**Task prompt**
Your answer should show every line of the material below that includes "hedge".
%%
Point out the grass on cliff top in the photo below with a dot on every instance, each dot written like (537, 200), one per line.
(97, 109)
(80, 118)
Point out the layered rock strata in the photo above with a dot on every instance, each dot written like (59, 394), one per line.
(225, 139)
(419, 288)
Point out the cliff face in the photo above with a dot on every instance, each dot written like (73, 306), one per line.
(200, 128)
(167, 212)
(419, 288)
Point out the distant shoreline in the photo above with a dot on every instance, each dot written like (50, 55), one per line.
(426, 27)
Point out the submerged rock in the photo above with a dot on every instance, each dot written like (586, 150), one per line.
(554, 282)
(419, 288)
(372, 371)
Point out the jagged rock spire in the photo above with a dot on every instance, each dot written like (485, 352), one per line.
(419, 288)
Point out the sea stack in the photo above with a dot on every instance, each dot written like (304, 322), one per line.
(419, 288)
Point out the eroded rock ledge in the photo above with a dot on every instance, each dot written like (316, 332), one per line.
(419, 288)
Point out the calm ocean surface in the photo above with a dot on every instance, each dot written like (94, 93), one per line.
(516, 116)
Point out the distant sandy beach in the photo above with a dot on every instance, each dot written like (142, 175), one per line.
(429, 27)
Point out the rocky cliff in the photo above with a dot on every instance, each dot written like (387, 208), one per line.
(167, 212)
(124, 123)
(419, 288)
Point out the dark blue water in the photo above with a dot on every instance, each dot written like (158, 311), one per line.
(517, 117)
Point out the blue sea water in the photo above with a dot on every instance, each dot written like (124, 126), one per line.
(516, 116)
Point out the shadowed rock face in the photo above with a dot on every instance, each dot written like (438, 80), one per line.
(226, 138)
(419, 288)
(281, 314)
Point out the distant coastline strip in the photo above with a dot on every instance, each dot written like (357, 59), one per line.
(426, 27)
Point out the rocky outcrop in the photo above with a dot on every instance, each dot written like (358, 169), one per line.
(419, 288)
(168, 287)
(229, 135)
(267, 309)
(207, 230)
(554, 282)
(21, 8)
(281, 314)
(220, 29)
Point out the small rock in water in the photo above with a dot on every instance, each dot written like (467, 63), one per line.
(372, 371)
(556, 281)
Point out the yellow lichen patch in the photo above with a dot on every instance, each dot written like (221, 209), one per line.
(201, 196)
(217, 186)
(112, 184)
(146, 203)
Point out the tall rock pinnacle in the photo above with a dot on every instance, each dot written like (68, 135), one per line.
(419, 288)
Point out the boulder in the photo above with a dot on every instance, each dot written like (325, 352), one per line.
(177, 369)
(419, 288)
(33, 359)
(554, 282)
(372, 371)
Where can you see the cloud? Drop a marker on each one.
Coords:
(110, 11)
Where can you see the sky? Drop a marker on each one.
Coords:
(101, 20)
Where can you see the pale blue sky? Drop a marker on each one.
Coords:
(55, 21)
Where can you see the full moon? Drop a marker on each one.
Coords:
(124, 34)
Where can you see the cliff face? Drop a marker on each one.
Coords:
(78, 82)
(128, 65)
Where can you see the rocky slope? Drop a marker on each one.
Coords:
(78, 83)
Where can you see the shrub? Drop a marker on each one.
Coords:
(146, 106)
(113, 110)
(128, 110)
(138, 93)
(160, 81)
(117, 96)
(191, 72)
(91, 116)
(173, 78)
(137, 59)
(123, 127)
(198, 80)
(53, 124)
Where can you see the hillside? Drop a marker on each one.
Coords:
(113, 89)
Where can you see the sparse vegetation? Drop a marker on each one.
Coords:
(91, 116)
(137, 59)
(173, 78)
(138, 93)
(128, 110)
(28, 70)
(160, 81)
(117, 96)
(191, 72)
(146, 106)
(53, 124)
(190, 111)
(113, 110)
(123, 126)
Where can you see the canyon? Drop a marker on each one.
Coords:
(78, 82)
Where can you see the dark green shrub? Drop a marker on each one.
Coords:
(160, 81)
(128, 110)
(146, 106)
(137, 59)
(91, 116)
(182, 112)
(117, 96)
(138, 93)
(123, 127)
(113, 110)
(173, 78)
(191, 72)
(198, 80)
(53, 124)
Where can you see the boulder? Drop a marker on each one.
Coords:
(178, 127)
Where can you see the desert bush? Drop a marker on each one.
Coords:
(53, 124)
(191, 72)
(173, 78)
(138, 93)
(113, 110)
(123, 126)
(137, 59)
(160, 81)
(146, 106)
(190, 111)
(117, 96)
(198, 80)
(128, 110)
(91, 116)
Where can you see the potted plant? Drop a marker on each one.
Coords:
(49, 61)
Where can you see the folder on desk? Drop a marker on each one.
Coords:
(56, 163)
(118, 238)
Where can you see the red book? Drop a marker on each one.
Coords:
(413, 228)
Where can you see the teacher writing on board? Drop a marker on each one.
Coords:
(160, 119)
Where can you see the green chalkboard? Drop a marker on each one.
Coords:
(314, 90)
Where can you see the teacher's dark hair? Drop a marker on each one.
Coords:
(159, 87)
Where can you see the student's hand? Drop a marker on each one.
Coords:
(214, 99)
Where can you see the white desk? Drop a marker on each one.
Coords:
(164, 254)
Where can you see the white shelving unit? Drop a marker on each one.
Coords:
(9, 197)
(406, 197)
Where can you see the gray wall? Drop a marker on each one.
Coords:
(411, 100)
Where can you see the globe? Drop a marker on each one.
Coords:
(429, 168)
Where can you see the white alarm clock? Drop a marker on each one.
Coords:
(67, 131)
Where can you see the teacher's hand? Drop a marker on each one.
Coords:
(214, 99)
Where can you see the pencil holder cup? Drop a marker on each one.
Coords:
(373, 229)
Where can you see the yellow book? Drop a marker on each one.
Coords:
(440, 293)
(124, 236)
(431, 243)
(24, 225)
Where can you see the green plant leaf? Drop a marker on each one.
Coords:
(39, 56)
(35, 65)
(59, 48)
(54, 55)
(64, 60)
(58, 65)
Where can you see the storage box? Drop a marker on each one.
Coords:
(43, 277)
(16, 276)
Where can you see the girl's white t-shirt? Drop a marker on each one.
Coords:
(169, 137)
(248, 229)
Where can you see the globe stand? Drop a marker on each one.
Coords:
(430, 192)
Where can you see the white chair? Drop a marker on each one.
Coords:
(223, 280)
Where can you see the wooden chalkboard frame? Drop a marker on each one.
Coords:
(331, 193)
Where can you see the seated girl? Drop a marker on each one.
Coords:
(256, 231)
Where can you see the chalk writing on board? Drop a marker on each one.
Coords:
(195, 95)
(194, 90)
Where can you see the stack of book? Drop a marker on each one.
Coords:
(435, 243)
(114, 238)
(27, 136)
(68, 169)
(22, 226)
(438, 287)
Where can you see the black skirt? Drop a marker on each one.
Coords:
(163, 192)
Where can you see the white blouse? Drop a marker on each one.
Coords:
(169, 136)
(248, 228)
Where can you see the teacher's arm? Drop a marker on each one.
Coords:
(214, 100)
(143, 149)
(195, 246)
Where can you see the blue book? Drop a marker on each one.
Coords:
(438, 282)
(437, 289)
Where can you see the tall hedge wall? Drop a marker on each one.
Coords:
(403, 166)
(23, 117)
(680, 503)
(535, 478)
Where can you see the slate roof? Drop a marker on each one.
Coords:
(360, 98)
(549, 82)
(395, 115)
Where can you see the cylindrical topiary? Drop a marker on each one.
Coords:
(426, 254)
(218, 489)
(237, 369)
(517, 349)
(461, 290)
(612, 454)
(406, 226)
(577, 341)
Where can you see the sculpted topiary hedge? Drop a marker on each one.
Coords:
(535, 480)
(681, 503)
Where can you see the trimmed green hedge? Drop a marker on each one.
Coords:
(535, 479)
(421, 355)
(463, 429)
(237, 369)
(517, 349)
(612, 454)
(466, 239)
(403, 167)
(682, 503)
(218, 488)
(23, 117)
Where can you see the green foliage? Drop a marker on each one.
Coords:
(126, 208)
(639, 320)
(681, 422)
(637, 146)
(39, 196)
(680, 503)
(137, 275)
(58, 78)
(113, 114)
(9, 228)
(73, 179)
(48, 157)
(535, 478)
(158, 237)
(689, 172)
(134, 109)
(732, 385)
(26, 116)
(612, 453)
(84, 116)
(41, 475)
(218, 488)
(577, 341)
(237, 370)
%%
**Task answer**
Where can you see the tall hedge wall? Drop a marker on each one.
Where can you see the sculpted topiary hedge? Drop a marker on each one.
Where can you see the trimmed green hedge? Drop a marker on each one.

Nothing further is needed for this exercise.